* **Instruction**
Please pull out each line of the records below that contains the word "light". Case matters.

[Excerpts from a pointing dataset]

◆ ◆ ◆ ◆

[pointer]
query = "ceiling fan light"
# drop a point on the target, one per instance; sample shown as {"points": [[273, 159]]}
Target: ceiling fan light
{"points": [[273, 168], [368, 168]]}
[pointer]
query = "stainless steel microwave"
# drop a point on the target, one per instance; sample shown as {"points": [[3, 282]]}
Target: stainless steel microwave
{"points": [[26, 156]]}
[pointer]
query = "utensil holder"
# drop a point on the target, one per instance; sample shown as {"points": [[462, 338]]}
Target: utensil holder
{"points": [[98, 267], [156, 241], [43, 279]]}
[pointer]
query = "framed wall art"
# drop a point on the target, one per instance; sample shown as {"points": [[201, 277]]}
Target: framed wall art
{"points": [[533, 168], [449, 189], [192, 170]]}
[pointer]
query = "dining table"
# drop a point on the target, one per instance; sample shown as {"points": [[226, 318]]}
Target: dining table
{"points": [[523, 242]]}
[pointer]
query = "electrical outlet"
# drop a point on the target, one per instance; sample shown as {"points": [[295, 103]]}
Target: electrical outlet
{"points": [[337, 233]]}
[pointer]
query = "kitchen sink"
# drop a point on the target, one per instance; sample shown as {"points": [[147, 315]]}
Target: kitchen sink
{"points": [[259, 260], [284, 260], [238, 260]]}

◆ ◆ ◆ ◆

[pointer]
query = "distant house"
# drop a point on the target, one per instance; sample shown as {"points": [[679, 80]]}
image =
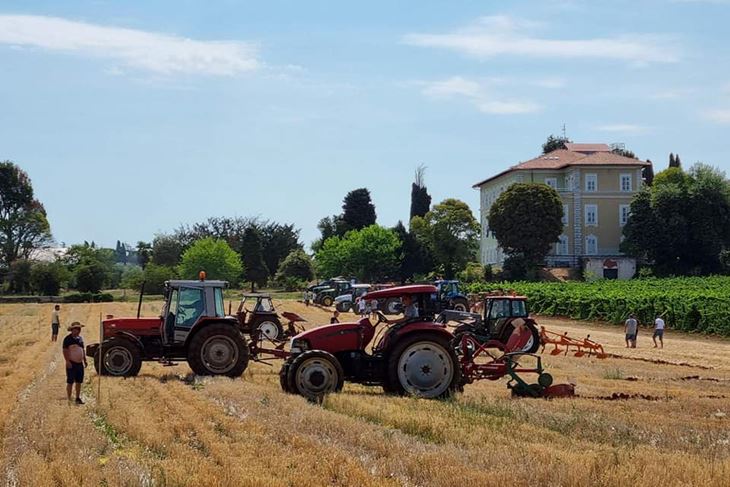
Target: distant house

◆ ◆ ◆ ◆

* **Task output**
query = "ceiling fan light"
Target: ceiling fan light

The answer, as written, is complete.